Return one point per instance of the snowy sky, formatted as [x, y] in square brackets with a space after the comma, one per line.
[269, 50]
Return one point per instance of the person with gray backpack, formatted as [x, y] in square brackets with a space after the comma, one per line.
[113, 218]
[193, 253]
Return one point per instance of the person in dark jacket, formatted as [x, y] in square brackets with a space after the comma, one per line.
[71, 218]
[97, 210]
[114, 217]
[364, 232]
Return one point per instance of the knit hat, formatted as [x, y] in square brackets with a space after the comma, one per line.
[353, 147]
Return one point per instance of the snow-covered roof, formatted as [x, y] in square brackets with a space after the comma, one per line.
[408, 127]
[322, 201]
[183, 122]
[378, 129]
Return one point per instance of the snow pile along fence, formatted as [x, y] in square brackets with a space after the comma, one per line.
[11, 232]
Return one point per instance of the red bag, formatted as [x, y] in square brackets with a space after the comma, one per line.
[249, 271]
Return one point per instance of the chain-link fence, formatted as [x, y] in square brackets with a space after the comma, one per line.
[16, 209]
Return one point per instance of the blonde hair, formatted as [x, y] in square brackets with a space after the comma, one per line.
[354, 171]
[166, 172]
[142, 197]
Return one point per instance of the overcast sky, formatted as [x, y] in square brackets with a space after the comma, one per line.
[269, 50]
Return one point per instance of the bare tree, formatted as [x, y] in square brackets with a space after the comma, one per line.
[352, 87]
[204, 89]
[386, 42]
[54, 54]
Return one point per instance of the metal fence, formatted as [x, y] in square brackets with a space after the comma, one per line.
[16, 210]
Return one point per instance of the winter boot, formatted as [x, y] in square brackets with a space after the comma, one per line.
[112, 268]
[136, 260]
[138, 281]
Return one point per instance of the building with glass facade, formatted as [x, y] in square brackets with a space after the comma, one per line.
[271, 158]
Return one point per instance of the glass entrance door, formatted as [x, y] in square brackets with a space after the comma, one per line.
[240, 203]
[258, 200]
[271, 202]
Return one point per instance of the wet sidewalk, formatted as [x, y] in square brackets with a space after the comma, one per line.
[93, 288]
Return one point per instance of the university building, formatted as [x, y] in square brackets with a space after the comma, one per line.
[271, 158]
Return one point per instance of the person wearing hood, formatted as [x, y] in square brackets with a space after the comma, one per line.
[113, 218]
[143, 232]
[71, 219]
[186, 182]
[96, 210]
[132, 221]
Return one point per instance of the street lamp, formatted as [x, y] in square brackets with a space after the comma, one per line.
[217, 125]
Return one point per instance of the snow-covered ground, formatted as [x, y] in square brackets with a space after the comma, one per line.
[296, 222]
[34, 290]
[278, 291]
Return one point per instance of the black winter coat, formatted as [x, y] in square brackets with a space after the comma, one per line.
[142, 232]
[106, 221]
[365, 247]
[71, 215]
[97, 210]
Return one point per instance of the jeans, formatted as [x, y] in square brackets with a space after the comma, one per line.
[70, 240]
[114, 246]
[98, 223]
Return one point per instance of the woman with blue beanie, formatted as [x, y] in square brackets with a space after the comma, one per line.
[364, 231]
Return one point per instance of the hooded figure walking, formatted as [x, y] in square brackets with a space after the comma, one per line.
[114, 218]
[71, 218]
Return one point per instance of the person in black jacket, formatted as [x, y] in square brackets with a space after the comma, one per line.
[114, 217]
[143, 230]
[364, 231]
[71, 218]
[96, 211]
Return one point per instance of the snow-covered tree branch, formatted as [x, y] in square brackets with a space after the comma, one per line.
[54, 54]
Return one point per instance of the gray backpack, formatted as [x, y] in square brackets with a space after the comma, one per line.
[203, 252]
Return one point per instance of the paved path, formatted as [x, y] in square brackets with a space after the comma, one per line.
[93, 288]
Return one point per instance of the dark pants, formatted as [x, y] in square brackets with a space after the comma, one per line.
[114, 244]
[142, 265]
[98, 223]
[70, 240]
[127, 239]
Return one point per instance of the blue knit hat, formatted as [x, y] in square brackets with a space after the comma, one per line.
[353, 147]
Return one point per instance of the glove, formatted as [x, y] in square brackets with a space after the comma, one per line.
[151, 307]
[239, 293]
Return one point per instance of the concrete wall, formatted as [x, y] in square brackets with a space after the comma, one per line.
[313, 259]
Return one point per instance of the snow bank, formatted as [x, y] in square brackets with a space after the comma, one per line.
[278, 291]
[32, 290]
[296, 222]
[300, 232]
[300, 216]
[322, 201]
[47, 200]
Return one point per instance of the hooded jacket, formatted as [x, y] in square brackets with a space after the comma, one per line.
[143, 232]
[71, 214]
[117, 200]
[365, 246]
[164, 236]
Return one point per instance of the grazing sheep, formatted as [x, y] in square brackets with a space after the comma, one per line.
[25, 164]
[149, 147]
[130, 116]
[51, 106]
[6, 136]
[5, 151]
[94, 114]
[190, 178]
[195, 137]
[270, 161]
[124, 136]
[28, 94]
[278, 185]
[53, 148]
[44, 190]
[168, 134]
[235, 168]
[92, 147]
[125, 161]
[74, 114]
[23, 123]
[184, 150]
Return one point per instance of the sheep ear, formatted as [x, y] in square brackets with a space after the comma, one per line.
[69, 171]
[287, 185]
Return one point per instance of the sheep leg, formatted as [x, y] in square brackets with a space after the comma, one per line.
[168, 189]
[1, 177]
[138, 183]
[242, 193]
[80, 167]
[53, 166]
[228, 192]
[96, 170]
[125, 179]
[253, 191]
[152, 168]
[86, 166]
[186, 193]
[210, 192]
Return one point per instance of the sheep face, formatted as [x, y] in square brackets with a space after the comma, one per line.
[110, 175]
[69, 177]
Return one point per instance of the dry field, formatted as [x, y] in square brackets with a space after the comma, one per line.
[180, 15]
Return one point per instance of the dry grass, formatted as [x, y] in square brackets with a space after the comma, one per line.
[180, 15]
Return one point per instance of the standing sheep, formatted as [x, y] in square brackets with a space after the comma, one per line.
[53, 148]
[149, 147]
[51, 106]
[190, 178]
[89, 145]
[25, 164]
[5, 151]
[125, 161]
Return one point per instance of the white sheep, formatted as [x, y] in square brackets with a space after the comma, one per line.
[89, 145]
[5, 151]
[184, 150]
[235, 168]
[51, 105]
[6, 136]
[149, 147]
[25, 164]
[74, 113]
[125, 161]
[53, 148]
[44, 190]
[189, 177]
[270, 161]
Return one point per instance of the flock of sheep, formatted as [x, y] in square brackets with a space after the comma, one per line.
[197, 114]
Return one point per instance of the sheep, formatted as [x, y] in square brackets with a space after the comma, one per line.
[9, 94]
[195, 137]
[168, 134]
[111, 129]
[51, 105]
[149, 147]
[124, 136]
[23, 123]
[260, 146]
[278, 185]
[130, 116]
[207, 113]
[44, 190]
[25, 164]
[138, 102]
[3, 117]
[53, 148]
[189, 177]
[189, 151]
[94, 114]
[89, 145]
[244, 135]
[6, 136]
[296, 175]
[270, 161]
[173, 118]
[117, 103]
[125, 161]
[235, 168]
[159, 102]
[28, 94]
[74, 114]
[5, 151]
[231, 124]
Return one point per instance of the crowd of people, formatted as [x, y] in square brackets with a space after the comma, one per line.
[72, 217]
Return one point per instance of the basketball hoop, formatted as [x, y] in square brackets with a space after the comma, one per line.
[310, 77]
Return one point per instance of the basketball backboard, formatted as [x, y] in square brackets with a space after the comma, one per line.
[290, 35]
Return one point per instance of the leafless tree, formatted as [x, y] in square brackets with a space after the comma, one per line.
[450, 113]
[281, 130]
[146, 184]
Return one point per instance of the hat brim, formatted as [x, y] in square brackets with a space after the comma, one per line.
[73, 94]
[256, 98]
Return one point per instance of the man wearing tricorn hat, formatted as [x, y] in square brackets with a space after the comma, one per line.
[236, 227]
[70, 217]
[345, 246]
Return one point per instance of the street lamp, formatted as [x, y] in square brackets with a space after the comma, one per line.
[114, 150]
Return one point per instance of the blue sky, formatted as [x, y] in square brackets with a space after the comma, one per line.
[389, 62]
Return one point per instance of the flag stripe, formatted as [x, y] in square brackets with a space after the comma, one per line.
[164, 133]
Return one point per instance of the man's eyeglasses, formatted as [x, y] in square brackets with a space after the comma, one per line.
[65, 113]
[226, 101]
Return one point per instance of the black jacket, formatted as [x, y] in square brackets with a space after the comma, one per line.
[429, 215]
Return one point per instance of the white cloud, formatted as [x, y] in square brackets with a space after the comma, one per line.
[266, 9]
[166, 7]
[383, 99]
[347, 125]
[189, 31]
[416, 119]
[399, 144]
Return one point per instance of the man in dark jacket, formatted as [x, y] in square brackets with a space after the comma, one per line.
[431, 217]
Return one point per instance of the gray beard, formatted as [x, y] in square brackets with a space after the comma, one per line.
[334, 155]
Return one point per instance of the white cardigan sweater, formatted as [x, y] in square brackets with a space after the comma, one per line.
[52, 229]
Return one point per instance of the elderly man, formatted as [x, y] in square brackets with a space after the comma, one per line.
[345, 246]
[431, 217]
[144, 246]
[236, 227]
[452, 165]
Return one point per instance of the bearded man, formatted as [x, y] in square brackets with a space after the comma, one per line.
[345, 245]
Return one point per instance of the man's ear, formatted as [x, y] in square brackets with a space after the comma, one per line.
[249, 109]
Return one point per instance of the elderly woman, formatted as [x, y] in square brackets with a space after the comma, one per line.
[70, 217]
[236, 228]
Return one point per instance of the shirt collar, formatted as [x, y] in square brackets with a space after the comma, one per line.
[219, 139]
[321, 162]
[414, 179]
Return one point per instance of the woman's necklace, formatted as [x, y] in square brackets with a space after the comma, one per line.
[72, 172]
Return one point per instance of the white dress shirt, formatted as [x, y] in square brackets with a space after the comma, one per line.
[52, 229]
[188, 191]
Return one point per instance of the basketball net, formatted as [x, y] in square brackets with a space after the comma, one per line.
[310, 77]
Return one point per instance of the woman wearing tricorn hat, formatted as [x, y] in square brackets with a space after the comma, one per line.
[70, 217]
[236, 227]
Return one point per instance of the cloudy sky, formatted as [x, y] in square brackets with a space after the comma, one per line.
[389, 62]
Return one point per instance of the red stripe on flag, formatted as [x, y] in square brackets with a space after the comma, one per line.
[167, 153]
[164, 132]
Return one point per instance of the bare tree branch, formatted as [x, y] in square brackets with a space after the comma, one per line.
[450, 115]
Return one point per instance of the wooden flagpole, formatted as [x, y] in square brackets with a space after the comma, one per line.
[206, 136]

## THE REQUEST
Your task is to extract the lines running from the one with "Return one point per instance of the woman's" to the end of the material, inclusive, copying each exactly and adding nothing.

## EXPECTED OUTPUT
Return one point per instance of the woman's necklace, formatted as [x, y] in square brackets with a space after the comma, one per line.
[72, 172]
Return one point per instance of the white dress shirt, formatted as [x, y] in square brackets with a space after the comma, one per line.
[52, 229]
[188, 191]
Return one point per instance of the basketball net, formatted as [x, y] in square brackets with a space after the comma, one per line.
[310, 77]
Return one point per instance of the woman wearing tricorn hat, formatted as [x, y] in square brackets with a space after the comma, one per line.
[70, 217]
[236, 227]
Return one point per instance of the cloudy sky, formatted as [x, y] in square brackets with a space after the comma, one per line.
[389, 62]
Return one point per instance of the red stripe on flag, formatted as [x, y] in square brackets with a space after the comma, one per line.
[167, 153]
[164, 132]
Return one point per instance of the bare tree branch, formatted as [x, y] in square brackets with a space after the comma, one per line.
[450, 115]
Return one point per instance of the wooden flagpole, formatted as [x, y] in square brackets with a space after the comma, one per line.
[206, 136]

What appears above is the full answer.